First find the line with "pixel 33 51" in the entries below, then set down exactly every line through the line with "Category: apartment building", that line included.
☆ ☆ ☆ ☆ ☆
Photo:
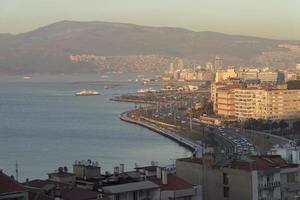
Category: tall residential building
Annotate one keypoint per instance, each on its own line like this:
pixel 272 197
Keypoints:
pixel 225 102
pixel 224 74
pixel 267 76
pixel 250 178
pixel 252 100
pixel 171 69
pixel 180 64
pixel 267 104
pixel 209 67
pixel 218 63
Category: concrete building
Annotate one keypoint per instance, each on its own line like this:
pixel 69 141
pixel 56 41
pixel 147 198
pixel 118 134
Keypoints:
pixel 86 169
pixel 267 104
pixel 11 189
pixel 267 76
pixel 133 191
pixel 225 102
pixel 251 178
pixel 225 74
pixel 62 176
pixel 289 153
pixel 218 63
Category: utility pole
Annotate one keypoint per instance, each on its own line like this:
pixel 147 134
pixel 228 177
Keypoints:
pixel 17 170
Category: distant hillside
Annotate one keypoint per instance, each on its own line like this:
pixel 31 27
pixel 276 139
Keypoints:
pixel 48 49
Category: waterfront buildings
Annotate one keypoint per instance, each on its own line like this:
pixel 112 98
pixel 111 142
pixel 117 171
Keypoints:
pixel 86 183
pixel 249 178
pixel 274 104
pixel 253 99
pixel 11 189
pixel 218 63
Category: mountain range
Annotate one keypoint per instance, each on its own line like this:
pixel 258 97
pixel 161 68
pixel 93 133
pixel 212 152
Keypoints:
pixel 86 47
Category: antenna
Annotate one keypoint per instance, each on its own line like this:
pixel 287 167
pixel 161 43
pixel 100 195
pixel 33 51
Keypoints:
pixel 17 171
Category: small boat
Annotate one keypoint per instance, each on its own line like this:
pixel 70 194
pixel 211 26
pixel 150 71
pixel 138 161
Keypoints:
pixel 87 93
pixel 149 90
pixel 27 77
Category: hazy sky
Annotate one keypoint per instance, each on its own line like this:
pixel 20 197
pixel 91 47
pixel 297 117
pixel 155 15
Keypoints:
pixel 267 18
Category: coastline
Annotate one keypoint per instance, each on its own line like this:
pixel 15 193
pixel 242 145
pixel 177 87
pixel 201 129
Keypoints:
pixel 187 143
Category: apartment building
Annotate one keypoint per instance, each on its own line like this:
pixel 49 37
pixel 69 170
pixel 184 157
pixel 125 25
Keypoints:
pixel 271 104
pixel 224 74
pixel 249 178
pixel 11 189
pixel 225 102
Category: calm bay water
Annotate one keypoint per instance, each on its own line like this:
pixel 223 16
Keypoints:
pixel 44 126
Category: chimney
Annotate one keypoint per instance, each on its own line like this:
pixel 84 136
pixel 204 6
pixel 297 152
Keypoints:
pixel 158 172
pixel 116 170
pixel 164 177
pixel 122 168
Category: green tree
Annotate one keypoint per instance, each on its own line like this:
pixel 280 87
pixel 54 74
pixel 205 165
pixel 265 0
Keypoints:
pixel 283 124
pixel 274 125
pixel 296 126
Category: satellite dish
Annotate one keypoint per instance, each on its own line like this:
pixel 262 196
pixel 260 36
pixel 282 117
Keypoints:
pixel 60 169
☆ ☆ ☆ ☆ ☆
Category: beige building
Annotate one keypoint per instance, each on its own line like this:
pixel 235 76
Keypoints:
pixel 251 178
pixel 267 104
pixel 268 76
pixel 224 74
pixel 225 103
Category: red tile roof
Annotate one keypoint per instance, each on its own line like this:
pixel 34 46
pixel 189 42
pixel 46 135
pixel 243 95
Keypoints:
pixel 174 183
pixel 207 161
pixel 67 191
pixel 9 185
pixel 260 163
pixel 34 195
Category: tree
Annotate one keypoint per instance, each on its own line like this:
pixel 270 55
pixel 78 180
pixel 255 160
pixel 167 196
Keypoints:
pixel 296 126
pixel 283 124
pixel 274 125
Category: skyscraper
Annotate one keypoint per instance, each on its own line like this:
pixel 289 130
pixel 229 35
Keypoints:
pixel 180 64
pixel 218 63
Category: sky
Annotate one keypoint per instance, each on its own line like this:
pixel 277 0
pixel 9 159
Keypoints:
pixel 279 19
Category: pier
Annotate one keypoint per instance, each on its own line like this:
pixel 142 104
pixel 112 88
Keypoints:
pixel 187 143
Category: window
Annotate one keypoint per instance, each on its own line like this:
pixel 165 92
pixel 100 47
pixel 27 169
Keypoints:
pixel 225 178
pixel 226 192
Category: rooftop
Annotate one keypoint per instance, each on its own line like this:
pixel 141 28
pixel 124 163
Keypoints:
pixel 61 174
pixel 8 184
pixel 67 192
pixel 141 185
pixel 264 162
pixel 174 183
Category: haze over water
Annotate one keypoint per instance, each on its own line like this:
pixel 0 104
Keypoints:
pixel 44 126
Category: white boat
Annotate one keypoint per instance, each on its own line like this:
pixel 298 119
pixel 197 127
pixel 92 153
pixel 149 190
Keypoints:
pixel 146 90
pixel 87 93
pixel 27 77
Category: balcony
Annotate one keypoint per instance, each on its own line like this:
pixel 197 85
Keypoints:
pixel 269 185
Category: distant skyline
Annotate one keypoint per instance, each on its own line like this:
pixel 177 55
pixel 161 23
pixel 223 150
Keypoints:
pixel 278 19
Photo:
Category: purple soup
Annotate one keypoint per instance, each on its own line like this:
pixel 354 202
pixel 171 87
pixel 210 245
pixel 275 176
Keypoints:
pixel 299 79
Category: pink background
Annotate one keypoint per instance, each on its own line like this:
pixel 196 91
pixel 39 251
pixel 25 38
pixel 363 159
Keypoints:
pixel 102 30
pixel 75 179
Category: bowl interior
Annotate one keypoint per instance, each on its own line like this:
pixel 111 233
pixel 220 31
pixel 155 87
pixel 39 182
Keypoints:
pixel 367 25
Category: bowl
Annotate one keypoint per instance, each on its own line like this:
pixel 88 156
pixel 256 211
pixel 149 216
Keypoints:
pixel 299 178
☆ ☆ ☆ ☆ ☆
=== Solution to the exercise ===
pixel 33 51
Keypoints:
pixel 17 171
Category: small boat
Annotate one keypoint per instance, each on its own line like this:
pixel 70 194
pixel 211 26
pixel 150 71
pixel 138 161
Keypoints:
pixel 87 93
pixel 149 90
pixel 27 77
Category: hazy sky
Annotate one keypoint per instance, each on its own line like this:
pixel 20 197
pixel 91 47
pixel 297 117
pixel 155 15
Keypoints:
pixel 267 18
Category: coastline
Annotate one keypoint per instance, each on its own line like this:
pixel 15 193
pixel 242 145
pixel 177 87
pixel 201 129
Keypoints:
pixel 187 143
Category: apartment building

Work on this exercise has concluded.